--- START OF TEXT BLOCK ---
Anyway, getting a bit off track here, but after the first few minutes of looking at the analytics you can get out, there really isn't that much information I can get out, and it's also pretty general i.e.: some of the things I'm interested in finding out are probably pretty niche. So I spent some time thinking of if there was a way I could get some more information out that I wanted to know. Turns out, there is!
Forem API
The first step to figuring out if there's anything I can do to get more information, is to find out if there are any data sources that are accessible to me as a user. Fortunately for me, DEV is built on an open source software platform known as Forem. Luckily for me, it seems like somebody has also wanted to be able to programmatically grab data out of DEV and there's already an API that I can use to grab data from. Being honest, if this wasn't here I likely would have stopped at this point, as while it would be possible to scrape data directly from the DEV, it would have been a pain that I didn't want to deal with so this API makes everything possible.
--- END OF TEXT BLOCK ---
--- START OF DATA ---
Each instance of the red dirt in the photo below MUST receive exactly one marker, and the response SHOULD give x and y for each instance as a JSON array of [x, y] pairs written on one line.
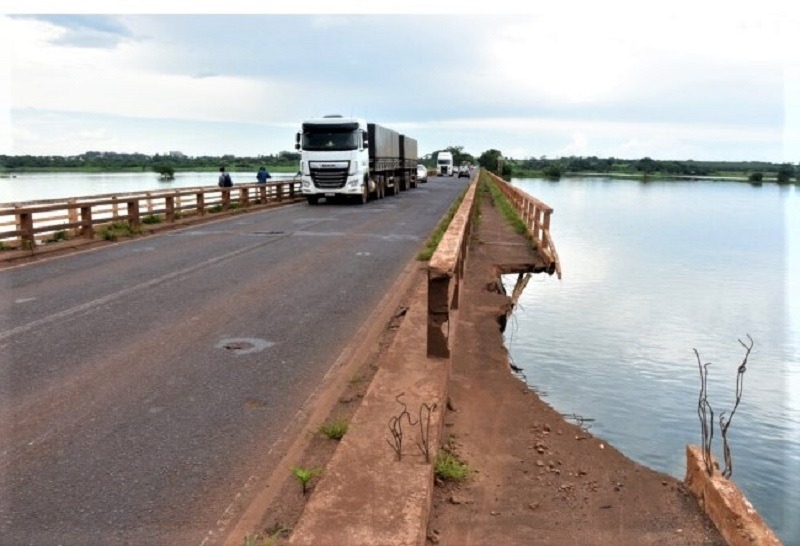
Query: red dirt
[[537, 478]]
--- END OF DATA ---
WHAT TO DO —
A: According to the text about the Forem API, what open source platform is DEV built on?
B: Carry on the text about the Forem API from its last sentence.

ANSWER LIST —
A: Forem.

B:
While the API itself is incredibly useful, while writing this article there is currently 2 versions of the API which contain different endpoints:
This basically means I'm going to have to do some extra work later as both version contain useful stuff and I currently can't use the v1 API for everything. However, as I'll talk about later I've got some ways to make this really easy to implement later.
OpenSearch
Now I know I've got some data I could use, I now need to find a platform that I can use to analyse the data coming from the Forem API. I did consider some other pieces of software, such as Google BigQuery (with looker studio) and ElasticSearch (with Kibana), I ultimately went with OpenSearch which is essentially a forked version of ElasticSearch maintained by AWS. The main reasons are that I could host it locally for free (unlike BigQuery). I do have some prior experience with both elastic (back when it was called ELK) and OpenSearch, but my work with OpenSearch was far more recent, so I decided to go with that.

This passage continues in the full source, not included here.